Coordinate labeling data:
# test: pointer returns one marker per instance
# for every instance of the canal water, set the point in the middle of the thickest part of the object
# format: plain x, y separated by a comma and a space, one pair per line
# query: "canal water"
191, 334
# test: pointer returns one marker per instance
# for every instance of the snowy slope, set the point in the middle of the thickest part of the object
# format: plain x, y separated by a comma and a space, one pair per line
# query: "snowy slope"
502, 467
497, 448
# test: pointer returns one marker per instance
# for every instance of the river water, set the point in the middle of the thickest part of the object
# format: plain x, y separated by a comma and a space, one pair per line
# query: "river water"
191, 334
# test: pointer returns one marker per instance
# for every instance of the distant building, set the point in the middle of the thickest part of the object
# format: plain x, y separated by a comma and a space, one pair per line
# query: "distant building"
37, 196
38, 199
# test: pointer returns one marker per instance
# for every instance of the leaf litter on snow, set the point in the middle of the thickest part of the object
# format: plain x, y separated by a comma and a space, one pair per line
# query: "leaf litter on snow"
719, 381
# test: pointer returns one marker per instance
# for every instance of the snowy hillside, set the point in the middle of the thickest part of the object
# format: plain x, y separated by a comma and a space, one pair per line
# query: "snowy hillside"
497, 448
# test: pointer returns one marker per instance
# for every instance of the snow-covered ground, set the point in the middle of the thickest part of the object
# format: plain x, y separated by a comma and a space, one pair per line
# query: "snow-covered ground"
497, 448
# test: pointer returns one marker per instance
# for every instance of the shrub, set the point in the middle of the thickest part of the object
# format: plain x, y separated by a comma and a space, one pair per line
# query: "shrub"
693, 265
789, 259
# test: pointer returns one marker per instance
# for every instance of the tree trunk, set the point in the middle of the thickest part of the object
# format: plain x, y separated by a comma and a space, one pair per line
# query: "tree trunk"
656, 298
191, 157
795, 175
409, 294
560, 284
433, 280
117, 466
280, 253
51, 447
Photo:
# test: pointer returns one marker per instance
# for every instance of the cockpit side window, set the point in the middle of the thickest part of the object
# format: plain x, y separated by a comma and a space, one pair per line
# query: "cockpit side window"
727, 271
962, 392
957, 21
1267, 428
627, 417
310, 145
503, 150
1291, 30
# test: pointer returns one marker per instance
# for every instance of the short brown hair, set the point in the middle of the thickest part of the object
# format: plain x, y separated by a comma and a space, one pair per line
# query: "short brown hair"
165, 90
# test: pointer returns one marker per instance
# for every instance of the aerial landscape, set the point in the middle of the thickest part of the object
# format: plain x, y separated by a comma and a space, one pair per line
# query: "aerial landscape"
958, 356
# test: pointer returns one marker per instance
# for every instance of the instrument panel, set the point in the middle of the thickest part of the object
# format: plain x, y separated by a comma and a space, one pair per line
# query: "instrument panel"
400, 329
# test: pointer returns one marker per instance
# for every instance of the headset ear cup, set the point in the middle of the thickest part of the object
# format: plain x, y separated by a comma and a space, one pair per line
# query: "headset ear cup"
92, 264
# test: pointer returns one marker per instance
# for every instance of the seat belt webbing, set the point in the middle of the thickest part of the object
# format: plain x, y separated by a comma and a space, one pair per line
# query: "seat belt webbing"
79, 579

- Task requirements -
From the data above, extract every line in its exact form.

- Problem solution -
# test: pointer returns one marker per instance
# for every instance of the canal water, set the point in the middle of the thickest part of the object
# format: plain x, y separated by a comma and a space, one pair per line
# query: "canal water"
191, 334
# test: pointer returns one marker per instance
# for every instance of the snowy slope, set the point in the middle of the thickest part of the object
# format: plain x, y separated by a comma and a space, one pair per line
# query: "snowy slope"
502, 467
497, 448
# test: pointer returns one marker per instance
# for every instance of the river water, set the point in the middle of the thickest part of the object
# format: plain x, y separated by a comma and a space, one pair per line
# query: "river water"
191, 334
# test: pointer returns one marker per instance
# for every instance of the distant building, set the point in the middle of the thickest part of the object
# format: plain x, y separated by a comma and a space, one pair per line
# query: "distant building"
37, 196
38, 199
# test: pointer returns one marker per instance
# for every instance of the leaf litter on snow, set the point in the middle of the thickest part of the object
# format: plain x, y separated by a comma and a space, one pair per line
# query: "leaf litter on snow"
719, 381
# test: pointer returns one marker per instance
# for every instance of the snowy hillside, set the point in the middle of the thickest part of the object
# format: plain x, y separated by a comma and a space, one pair per line
# query: "snowy hillside"
497, 448
# test: pointer returns one marker per instance
# for every instance of the snow-covered ground, set the point in the middle of the thickest part of the object
# format: plain x, y separated by a comma and a space, one pair per line
# query: "snow-covered ground"
497, 448
# test: pointer returns one marker per instance
# for every instance of the shrub, set the point in the middle of the thickest part of the object
# format: plain x, y separated by a comma and a space, one pair per line
# query: "shrub"
693, 265
789, 259
# test: pointer returns one marker per instance
# for every instance of the tree trunk, set the point in the middle of the thickest part of the object
# format: plain x, y separated by a comma and a space, one pair per line
# query: "tree trunk"
656, 298
191, 157
795, 175
409, 294
560, 284
433, 280
117, 466
280, 253
51, 447
Photo:
# test: pointer returns one marker per instance
# for every instance of the cockpit side window, set the point in the middle of the thickest part of the object
# format: plain x, y separated by a comma and a space, one pair per line
# query: "cockpit side window"
727, 271
962, 392
957, 21
1267, 428
627, 417
310, 145
503, 150
1291, 30
# test: pointer returns one marker per instance
# for every instance of the short brown hair, set the point in the middle of the thickest part of the object
# format: plain x, y separated by a comma and a space, one pair per line
# query: "short brown hair"
165, 90
# test: pointer returns one marker per instance
# for every instance of the aerial landscape, set the point in the middle of the thickest part of the object
# format: plain x, y separated by a comma and a space, one pair per line
# query: "aerial landscape"
958, 356
# test: pointer returns one marker per instance
# for every instance of the instrument panel, set the point in the middle of the thickest part of the object
# format: plain x, y separated by a comma and a space, one pair per line
# query: "instrument panel"
400, 329
# test: pointer returns one marker per instance
# for every instance of the headset ear cup, set the point in the middle of the thickest part of the object
# format: plain x, y separated by a comma and a space, one pair per line
# query: "headset ear cup"
92, 264
# test: pointer returns one marker per instance
# for every instance of the seat belt webbing, set the point in the middle of the thickest part of the object
# format: plain x, y separated by a comma and a space, one pair per line
# query: "seat belt webbing"
79, 579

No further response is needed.